Task instructions
How many lines of the material below contain the string "dried", with case counting? Reply with the number only.

** begin **

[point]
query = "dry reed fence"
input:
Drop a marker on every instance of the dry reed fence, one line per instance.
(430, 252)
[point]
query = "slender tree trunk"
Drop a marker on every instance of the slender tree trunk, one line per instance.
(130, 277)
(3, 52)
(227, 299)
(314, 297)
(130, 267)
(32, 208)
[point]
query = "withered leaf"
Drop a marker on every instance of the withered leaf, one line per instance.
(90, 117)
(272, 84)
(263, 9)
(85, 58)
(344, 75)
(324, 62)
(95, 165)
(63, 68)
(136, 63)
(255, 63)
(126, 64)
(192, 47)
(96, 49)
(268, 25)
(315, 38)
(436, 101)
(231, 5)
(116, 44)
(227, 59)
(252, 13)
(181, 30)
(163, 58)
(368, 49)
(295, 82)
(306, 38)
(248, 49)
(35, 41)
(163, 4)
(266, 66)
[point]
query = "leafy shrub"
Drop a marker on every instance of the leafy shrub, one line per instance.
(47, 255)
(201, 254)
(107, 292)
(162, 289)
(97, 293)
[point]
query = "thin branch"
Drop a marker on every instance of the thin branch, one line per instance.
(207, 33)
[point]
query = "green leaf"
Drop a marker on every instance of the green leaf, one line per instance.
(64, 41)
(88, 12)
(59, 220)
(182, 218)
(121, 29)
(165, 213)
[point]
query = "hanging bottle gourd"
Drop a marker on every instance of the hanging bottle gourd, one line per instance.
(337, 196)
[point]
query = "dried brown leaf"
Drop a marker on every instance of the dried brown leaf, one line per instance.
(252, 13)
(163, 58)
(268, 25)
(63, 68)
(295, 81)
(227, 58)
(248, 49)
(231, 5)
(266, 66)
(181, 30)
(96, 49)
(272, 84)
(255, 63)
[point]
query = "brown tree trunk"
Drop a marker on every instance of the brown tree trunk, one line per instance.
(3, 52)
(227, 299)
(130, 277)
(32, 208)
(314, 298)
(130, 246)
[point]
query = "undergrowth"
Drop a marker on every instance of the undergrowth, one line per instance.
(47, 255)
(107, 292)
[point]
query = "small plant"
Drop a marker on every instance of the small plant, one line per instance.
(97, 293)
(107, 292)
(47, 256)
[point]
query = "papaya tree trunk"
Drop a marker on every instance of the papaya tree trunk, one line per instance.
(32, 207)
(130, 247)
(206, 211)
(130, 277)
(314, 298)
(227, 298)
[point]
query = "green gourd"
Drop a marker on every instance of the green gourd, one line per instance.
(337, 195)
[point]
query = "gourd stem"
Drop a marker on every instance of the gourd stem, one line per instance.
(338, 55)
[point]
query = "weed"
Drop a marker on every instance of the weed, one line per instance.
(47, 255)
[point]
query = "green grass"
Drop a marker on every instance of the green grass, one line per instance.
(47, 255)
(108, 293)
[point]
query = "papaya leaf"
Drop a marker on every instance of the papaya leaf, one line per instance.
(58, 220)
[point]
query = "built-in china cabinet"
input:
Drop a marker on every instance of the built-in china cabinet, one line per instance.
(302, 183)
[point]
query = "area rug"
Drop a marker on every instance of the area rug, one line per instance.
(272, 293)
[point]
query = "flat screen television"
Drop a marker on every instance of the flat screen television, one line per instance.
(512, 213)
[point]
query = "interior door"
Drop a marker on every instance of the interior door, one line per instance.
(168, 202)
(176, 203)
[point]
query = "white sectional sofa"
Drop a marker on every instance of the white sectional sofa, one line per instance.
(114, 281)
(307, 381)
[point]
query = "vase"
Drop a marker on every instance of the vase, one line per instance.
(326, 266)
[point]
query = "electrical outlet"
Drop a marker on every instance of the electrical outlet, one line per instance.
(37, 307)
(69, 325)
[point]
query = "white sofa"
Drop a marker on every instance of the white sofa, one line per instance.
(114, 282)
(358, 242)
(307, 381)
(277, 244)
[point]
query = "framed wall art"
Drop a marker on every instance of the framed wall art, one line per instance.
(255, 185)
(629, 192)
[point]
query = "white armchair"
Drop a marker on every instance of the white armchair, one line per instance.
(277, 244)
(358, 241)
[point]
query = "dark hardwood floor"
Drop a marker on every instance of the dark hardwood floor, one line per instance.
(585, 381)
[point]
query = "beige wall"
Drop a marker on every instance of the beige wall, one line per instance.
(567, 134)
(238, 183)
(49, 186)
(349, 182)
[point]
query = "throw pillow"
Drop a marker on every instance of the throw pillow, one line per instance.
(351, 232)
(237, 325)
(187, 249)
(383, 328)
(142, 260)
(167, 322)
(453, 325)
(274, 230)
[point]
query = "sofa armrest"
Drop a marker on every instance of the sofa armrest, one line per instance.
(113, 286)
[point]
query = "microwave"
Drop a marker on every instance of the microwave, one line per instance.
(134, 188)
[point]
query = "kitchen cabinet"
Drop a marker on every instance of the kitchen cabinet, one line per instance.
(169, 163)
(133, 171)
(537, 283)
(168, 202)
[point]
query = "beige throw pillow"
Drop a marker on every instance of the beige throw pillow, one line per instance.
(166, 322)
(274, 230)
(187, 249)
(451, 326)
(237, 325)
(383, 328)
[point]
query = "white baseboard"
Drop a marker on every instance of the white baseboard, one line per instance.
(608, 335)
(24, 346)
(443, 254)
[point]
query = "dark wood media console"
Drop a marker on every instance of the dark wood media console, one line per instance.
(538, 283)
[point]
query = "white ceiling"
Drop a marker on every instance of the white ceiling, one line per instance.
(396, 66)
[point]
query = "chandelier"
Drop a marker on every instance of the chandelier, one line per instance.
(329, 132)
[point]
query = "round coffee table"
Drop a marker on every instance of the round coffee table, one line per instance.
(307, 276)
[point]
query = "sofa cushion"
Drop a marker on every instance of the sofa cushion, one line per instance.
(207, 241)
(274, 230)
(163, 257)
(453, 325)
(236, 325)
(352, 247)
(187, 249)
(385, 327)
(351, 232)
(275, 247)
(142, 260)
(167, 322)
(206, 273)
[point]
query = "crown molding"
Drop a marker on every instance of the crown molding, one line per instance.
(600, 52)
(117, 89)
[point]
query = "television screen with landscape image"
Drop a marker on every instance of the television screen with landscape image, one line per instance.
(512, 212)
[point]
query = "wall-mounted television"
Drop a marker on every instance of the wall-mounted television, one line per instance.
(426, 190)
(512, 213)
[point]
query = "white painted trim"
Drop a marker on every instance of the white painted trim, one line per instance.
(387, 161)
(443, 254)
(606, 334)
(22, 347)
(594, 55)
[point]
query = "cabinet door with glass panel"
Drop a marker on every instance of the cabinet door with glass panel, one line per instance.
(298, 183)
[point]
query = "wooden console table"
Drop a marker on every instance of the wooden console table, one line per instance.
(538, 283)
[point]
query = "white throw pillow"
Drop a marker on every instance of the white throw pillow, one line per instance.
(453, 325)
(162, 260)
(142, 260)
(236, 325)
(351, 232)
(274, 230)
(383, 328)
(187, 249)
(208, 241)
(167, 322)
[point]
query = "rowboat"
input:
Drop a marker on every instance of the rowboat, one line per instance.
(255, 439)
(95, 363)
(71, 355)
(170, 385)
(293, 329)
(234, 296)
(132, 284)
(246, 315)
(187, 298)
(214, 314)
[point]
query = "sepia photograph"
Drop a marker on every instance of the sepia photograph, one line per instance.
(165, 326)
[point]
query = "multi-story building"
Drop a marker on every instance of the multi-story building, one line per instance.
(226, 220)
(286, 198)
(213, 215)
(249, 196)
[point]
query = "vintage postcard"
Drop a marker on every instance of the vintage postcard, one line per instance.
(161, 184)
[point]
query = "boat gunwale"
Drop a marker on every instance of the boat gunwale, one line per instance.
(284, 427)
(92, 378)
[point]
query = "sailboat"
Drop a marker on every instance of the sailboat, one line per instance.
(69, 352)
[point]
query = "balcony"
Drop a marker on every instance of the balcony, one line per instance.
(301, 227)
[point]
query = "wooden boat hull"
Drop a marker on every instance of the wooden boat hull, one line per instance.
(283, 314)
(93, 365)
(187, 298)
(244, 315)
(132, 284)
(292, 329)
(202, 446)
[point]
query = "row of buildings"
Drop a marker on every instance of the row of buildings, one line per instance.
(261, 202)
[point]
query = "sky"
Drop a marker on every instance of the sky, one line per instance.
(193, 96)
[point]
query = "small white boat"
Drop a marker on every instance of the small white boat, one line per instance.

** end **

Exercise result
2